### Objectives
1. From the article on Bandera's National Day of the American Cowboy, name every man inducted into the Texas Heroes Hall of Honor, along with the description the article gives each one.
2. Write out word for word the stretch of the article on Bandera's National Day of the American Cowboy from "The four exceptional" through "icon Arkey Blue.".

### Excerpted passage
* * *
'All Texans, all genuine heroes, all cowboys'
By Judith Pannebaker BCC Editor
On Saturday, July 28, the big white tent on the lawn of the Bandera County Courthouse featured standing room only with the centerpoint of Bandera's National Day of the American Cowboy celebration slated for high noon.
As Marshall Clayton of the Bandera County Public Library observed wryly, "All of Bandera's 'lariati' are out today" - all anticipating the induction ceremony into the Frontier Times Museum's Texas Heroes Hall of Honor.
The four exceptional men honored during the National Day of the American Cowboy included former Texas Ranger Joaquin Jackson, rodeo great Buddy Groff, renowned horse trainer Craig Cameron and Bandera musical icon Arkey Blue.
Emcee Ed Chandler of KRNH, FM 92.3 Ranch Radio in Kerrville welcomed the crowd to the Cowboy Capital of the World's quintessential western-centric celebration. He also paid tribute to the Frontier Times Museum that, in his words, "celebrates the western lifestyle 365 days a year."
Chandler added, "If you really want to enjoy the Hill Country, come to Bandera and get in touch with your 'inner cowboy'."
Honoring the inductees, Bandera Mayor Pro Tem Maggie Schumacher described them as "those who keep the Cowboy spirit alive in Bandera. Today, our western heritage is even brighter as we welcome a distinguished Texas Ranger, who claims he is but one, but certainly one to be reckoned with; a rodeo roping legend many times over whose life exemplifies the phrase 'cowboy up'; a cowboy horseman who teaches and inspires people to work with their horses with patience and compassion; and a songwriter and singer whose work captures and preserves Bandera's memories forever. "
Schumacher's county counterpart, Precinct 1 Commissioner Bruce Eliker, likewise offered a paean to this area's namesake, noting, "The American Cowboy is recognized throughout the world as the symbol of the American independent spirit, who represents rugged independence, self-reliance, honesty, loyalty, hard work and fair play. The American cowboy placed more value in a man's word and reputation than his social status and wealth. The greatest legacy of the American Cowboy is not his hat, boots, spurs, horse and lariat, but rather his unique character, attributes and undying spirit."
After being featured on the cover of Texas Monthly magazine, Jackson became "the face of the modern Texas Rangers." He still casts "a long shadow" in the Texas Rangers law enforcement agency. However, as Chandler pointed out, "As a young man, he worked roundups on the Bell Ranch."
"I accept this honor for the Rangers who worked before me, for the Rangers who worked with me and those who are working today," Jackson said. "As long as there's a Texas, there'll be Rangers."
In 1954, Bandera's Groff threw a steer in three seconds at Madison Square Garden in New York City - a record that would win a world championship today. As a nascent roper, Groff worked with other rodeo champs, Ray Wharton, Scooter Fries and Toots Mansfield to hone his craft. He won two reserve world championships in tie down roping.
* * *
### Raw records
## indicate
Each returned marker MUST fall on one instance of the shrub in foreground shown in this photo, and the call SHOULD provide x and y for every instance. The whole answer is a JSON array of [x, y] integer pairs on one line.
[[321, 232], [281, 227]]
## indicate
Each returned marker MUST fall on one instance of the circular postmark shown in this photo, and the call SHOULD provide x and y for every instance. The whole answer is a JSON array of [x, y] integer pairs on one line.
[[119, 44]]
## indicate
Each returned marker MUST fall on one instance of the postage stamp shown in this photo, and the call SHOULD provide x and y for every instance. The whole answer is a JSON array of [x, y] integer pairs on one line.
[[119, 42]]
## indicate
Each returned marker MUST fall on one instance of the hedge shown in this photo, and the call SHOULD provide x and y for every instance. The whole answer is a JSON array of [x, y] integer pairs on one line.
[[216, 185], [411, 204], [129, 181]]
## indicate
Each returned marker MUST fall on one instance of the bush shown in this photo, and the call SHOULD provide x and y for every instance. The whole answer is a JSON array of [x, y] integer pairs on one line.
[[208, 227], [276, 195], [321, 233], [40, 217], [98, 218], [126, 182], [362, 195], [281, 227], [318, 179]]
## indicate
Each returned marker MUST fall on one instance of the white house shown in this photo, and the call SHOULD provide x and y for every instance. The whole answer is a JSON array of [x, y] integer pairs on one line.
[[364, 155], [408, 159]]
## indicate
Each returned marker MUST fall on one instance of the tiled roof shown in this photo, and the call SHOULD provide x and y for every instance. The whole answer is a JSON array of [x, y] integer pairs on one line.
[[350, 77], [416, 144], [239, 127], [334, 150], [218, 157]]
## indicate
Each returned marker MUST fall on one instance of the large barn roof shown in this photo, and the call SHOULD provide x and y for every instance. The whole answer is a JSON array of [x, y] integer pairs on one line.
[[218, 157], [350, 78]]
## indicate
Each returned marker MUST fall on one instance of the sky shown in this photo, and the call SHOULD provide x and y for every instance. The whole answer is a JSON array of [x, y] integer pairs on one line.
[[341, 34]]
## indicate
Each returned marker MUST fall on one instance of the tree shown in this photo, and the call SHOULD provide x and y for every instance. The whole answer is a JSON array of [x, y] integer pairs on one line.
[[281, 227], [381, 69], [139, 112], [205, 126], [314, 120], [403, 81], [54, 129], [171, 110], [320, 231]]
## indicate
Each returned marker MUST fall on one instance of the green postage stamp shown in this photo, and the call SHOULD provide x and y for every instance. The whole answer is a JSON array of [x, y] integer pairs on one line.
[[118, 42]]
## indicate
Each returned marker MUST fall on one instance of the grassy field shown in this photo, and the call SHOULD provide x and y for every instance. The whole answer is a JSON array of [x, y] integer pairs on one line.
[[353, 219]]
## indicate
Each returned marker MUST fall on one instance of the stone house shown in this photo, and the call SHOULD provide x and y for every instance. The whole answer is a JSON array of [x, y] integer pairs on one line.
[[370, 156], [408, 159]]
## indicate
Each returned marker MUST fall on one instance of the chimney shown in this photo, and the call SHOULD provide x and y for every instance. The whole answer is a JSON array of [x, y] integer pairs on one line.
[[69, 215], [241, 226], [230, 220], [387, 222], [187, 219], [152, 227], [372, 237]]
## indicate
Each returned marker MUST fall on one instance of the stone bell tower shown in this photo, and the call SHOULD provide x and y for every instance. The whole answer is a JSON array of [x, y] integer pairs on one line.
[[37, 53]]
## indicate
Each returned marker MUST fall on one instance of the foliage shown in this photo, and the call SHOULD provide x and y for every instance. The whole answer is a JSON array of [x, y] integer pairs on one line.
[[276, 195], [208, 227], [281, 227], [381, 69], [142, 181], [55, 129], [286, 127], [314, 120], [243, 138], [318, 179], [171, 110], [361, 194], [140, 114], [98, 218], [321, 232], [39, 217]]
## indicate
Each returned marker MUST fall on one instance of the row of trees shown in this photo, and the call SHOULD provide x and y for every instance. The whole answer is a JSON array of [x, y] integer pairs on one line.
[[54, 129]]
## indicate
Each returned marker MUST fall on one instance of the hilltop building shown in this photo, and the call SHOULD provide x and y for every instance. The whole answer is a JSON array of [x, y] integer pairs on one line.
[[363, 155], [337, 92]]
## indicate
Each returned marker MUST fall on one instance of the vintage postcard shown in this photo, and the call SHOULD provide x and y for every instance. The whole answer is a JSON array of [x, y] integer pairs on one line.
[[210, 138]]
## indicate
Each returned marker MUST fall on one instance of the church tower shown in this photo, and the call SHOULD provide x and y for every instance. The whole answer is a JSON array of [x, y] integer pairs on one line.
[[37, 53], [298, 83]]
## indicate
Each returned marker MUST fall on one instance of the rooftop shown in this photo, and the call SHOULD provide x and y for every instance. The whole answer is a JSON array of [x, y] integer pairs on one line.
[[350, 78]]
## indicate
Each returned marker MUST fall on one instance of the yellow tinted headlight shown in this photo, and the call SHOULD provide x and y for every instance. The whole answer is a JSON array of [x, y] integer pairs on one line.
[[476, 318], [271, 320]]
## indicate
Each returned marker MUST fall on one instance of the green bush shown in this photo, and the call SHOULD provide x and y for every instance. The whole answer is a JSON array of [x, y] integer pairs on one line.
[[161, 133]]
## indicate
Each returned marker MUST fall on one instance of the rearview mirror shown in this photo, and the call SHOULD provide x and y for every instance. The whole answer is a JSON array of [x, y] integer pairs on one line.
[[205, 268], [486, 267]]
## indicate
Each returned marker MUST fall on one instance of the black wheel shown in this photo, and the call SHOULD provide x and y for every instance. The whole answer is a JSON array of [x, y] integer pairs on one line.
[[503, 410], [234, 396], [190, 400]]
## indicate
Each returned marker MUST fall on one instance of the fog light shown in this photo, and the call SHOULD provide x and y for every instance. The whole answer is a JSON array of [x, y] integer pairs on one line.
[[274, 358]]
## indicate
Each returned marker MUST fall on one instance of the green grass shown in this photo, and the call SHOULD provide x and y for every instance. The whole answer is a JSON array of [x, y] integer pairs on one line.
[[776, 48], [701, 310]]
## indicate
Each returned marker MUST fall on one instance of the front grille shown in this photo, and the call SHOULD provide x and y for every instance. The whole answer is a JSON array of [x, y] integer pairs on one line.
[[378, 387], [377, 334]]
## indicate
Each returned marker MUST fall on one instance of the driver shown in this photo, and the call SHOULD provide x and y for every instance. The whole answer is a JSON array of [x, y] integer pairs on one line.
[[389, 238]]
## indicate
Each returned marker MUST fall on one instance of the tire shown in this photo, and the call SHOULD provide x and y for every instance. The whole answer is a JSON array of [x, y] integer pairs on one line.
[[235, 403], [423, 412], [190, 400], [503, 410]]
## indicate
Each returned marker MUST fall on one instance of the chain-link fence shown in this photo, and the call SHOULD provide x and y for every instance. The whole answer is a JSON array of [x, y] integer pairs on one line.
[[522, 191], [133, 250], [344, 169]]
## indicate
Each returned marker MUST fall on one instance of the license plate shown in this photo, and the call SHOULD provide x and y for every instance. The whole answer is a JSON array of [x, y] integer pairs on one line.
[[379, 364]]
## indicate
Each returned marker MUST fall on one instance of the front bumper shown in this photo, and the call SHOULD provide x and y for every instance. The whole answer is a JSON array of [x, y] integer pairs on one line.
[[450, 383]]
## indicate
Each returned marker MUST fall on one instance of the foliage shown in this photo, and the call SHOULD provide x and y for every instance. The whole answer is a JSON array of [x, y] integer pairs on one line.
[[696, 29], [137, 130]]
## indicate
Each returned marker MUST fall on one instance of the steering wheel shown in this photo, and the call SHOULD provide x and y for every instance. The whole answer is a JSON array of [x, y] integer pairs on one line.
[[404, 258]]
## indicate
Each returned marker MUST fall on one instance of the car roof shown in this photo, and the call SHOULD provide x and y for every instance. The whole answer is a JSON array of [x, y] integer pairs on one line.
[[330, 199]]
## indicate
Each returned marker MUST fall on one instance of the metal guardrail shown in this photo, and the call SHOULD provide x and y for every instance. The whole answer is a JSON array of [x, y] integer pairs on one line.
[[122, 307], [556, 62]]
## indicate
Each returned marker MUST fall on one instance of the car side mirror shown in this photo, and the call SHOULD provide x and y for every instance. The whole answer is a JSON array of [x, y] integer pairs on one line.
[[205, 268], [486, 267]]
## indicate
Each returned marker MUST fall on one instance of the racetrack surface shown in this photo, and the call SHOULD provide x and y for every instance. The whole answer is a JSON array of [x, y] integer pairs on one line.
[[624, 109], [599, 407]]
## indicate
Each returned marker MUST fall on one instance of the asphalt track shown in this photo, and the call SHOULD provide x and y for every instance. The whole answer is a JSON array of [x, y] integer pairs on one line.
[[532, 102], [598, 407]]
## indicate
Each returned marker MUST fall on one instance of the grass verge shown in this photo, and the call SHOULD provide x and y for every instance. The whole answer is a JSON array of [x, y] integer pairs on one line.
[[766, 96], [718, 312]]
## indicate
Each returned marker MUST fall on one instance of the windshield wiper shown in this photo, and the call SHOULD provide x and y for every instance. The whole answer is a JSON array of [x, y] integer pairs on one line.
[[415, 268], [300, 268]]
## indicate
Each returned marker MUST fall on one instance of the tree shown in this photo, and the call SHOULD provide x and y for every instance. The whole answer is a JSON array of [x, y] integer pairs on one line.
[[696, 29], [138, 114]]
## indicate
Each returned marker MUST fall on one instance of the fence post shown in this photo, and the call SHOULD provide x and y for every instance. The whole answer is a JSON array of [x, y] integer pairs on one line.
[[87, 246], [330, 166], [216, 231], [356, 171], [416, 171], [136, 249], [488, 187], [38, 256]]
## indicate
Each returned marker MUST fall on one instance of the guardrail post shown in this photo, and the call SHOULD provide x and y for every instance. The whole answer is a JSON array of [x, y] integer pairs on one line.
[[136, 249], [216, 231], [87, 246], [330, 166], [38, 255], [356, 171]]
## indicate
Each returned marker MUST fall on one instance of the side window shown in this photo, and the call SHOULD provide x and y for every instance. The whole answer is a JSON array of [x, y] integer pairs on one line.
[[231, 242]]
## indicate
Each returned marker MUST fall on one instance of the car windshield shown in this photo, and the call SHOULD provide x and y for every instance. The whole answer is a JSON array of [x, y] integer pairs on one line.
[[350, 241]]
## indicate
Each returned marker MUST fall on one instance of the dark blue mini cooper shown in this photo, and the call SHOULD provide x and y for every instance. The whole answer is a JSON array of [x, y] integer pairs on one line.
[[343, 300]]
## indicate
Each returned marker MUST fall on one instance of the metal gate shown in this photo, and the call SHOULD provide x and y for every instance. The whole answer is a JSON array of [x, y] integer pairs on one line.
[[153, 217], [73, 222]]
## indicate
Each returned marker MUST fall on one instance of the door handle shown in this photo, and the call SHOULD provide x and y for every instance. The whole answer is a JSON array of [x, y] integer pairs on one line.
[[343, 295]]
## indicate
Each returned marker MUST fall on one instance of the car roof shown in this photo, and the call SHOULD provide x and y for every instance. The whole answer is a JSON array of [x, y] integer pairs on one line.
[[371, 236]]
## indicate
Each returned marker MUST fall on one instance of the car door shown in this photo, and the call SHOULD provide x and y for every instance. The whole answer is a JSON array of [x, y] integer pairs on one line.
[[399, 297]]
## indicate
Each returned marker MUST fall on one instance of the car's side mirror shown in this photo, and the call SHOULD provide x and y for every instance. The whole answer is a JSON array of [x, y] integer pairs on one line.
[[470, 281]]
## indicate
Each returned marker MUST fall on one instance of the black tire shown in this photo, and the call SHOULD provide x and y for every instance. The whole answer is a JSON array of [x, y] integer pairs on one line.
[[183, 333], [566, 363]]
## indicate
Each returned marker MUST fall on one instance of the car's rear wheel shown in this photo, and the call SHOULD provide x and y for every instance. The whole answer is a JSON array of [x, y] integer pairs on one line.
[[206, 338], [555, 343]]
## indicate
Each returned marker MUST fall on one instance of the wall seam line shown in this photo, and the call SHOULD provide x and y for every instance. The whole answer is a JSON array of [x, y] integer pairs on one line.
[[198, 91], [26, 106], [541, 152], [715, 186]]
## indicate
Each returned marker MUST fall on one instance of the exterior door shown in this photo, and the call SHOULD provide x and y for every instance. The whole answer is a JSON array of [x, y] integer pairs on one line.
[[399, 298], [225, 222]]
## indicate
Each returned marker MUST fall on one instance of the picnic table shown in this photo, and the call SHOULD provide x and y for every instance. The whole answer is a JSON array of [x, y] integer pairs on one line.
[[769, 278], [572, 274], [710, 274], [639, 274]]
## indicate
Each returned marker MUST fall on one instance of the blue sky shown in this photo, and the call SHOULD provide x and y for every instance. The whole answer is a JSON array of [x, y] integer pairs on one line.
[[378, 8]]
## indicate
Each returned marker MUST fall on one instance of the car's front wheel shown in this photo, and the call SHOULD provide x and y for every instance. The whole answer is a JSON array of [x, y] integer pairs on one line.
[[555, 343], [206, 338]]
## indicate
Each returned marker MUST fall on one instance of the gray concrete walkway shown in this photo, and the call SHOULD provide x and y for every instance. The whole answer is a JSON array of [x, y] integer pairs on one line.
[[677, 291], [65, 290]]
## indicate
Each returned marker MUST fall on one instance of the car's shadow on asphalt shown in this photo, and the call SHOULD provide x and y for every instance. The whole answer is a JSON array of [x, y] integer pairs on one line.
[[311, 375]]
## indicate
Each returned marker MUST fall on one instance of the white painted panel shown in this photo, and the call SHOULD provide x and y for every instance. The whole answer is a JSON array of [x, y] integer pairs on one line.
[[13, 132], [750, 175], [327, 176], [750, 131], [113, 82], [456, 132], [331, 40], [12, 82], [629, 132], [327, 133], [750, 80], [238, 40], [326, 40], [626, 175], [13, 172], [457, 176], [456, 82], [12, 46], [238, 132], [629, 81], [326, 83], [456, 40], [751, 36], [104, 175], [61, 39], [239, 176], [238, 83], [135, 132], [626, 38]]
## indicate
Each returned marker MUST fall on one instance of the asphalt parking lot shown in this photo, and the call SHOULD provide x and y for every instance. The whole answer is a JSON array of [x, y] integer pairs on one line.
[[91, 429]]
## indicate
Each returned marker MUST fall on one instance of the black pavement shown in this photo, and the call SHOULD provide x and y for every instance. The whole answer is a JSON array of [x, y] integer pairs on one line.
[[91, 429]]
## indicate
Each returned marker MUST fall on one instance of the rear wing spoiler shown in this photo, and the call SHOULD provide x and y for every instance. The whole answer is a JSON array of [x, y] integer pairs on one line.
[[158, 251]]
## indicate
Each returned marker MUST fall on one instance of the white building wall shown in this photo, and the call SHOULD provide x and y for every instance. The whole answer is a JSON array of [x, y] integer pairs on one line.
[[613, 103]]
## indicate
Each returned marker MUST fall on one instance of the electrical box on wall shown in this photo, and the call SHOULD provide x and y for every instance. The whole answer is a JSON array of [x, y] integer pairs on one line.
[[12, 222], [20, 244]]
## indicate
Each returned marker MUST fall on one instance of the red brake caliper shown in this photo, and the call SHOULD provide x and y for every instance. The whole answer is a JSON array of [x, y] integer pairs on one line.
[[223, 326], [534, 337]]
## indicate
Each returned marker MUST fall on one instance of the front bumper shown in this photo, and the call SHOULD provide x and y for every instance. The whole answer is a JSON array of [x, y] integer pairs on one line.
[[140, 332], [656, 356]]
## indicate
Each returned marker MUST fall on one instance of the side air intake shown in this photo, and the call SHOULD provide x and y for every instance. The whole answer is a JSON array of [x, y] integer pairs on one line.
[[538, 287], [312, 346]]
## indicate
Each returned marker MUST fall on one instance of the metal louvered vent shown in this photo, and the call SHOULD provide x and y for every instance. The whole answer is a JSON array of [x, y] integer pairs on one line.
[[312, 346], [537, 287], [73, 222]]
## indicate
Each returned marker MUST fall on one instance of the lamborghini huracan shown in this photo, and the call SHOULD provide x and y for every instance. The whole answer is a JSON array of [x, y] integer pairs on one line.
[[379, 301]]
* * *
### Answers to the exercise
1.
- Joaquin Jackson, former Texas Ranger
- Buddy Groff, rodeo great
- Craig Cameron, renowned horse trainer
- Arkey Blue, Bandera musical icon

2.
The four exceptional men honored during the National Day of the American Cowboy included former Texas Ranger Joaquin Jackson, rodeo great Buddy Groff, renowned horse trainer Craig Cameron and Bandera musical icon Arkey Blue.